Please pull out every line below that contains the word "green", and copy each one in full.

---------- EXTRACTED INFORMATION

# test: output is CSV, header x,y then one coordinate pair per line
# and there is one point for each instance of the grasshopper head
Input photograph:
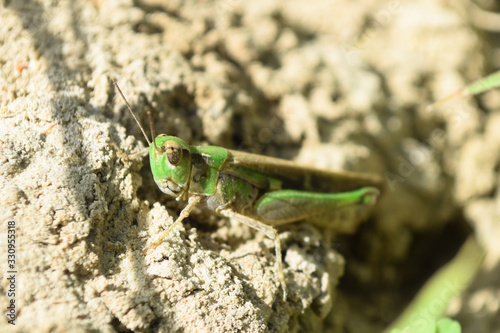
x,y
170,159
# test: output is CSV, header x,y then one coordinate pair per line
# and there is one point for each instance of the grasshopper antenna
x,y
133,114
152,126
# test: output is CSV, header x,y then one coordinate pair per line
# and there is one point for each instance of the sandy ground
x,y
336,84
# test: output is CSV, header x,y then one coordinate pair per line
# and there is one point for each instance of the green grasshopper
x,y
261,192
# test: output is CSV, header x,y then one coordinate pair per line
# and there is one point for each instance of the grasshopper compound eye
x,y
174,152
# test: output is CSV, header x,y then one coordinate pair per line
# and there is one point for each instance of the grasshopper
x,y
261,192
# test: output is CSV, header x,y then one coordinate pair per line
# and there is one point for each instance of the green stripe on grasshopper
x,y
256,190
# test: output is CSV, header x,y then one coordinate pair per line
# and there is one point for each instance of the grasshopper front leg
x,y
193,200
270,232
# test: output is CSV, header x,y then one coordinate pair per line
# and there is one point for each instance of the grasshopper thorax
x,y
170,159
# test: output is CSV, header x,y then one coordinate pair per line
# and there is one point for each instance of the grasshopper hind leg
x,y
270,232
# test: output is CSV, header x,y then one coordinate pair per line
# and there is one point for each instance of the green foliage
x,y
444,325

--------------------
---------- EXTRACTED INFORMATION

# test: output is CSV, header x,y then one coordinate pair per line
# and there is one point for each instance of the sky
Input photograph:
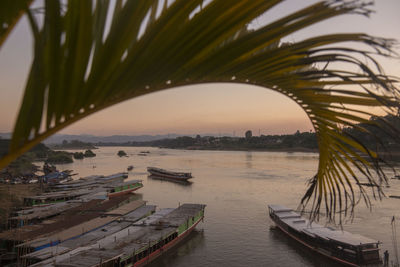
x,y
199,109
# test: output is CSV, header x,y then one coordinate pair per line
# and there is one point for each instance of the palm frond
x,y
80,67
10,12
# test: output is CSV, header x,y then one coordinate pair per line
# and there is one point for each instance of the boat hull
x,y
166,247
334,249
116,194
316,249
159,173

--------------------
---------- EXTRACTED INFORMATION

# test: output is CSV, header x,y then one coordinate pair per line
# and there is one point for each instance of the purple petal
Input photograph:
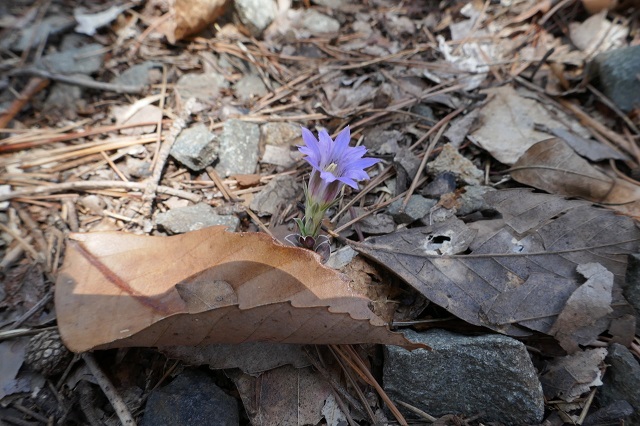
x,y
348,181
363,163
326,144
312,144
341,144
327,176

--------------------

- **CORRECT RESPONSE**:
# and there is one point for each instance of the green grasshopper
# and there is one point for each instance of the green stripe on grasshopper
# and there is one point for each instance of the green foliage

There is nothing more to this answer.